:: DÉTAILS DE L'EXERCICE ::
Reproduisez à l'identique l'extrait de l'article sur les violences à Tripoli, en commençant par « Libye. Tripoli replonge » et en terminant par « sans forcément convaincre. ».
=== TEXTE FOURNI ===
Libye. Tripoli replonge à nouveau dans la violence armée
Le chef du pouvoir exécutif à Tripoli, Abdelhamid Dbeibah, a pu parader quelques minutes dans les rues de la ville mardi à la mi-journée, de sorte d’envoyer un message de sérénité à ses troupes et au reste du monde, sans forcément convaincre.
Signe de la difficulté de la brève fanfaronnade, on pouvait entendre le son des tirs à proximité du convoi dans la vidéo publiée par le pouvoir en place à l’ouest libyen. C’est que le gouvernement de Fathi Bachagha, désigné par le Parlement et soutenu par le maréchal Haftar, avait annoncé dans la même journée se retirer de Tripoli, et ce quelques heures après son entrée dans la capitale « pour y débuter ses travaux », en jouant le forcing.
=== MATÉRIEL FOURNI ===
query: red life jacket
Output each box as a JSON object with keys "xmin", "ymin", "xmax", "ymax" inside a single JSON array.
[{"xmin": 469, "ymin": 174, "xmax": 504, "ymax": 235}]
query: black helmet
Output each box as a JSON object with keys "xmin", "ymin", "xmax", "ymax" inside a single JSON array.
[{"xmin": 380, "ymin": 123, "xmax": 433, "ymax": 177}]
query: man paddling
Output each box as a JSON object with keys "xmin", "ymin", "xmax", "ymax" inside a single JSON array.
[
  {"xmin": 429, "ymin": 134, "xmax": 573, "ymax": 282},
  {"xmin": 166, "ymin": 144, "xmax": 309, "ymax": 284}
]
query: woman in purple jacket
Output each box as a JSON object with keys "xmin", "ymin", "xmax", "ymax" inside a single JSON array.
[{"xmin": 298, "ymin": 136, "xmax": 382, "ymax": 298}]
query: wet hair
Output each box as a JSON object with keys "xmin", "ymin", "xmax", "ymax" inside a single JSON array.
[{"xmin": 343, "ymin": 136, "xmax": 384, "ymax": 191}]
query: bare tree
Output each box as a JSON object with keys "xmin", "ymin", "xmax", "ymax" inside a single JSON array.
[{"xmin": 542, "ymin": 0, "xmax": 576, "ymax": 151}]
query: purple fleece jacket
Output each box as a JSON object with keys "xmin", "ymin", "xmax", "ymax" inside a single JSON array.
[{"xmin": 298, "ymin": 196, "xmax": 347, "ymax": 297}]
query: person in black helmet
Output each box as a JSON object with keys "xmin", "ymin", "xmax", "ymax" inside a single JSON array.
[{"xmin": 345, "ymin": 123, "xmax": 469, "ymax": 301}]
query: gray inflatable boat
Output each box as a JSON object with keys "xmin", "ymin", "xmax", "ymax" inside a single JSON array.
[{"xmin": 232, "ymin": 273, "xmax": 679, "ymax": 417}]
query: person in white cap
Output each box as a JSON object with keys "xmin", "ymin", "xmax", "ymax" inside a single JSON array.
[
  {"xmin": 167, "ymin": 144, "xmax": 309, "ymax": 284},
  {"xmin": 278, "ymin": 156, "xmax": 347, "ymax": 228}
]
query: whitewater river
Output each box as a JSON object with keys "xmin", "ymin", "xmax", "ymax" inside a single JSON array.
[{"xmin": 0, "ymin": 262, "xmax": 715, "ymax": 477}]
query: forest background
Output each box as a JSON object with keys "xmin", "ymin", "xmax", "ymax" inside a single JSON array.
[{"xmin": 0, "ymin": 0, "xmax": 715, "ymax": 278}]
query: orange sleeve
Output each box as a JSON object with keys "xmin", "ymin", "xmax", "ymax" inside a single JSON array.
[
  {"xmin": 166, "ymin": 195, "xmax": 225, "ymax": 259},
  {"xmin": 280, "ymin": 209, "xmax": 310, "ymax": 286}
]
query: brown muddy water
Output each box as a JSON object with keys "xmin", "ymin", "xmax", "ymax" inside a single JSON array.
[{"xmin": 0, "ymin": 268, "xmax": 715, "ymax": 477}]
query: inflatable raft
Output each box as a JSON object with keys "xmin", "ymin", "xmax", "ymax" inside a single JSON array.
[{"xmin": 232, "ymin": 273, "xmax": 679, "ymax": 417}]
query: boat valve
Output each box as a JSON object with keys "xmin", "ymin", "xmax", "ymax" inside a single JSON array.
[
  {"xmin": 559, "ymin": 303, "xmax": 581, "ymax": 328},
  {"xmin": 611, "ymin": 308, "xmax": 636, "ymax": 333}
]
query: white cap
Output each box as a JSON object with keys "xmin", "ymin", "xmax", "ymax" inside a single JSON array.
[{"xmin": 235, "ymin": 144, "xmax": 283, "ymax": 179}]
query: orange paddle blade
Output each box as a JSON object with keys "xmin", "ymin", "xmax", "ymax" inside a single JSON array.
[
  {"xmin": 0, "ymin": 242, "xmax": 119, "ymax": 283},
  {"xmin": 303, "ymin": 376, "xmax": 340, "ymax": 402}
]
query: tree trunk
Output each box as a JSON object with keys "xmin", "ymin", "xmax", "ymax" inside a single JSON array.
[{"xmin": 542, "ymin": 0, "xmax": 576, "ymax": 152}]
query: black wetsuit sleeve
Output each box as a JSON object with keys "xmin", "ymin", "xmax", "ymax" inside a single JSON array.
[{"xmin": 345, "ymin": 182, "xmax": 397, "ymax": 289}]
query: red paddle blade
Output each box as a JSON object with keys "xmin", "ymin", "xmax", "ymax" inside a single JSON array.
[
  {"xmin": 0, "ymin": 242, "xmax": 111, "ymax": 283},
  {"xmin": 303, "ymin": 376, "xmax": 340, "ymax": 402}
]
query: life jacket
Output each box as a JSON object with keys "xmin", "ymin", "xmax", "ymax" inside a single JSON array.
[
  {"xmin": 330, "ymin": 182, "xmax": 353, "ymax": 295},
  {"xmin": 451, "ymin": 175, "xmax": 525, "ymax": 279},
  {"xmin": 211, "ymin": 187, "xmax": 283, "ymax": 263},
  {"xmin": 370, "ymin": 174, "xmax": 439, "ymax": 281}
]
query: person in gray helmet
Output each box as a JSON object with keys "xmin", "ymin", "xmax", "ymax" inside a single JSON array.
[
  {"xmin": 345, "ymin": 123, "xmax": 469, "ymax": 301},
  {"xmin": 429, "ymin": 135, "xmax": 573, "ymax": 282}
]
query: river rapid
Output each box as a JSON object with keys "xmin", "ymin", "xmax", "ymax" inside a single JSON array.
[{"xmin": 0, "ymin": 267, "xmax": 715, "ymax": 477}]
===
:: RÉPONSE COMPLÈTE ::
Libye. Tripoli replonge à nouveau dans la violence armée
Le chef du pouvoir exécutif à Tripoli, Abdelhamid Dbeibah, a pu parader quelques minutes dans les rues de la ville mardi à la mi-journée, de sorte d’envoyer un message de sérénité à ses troupes et au reste du monde, sans forcément convaincre.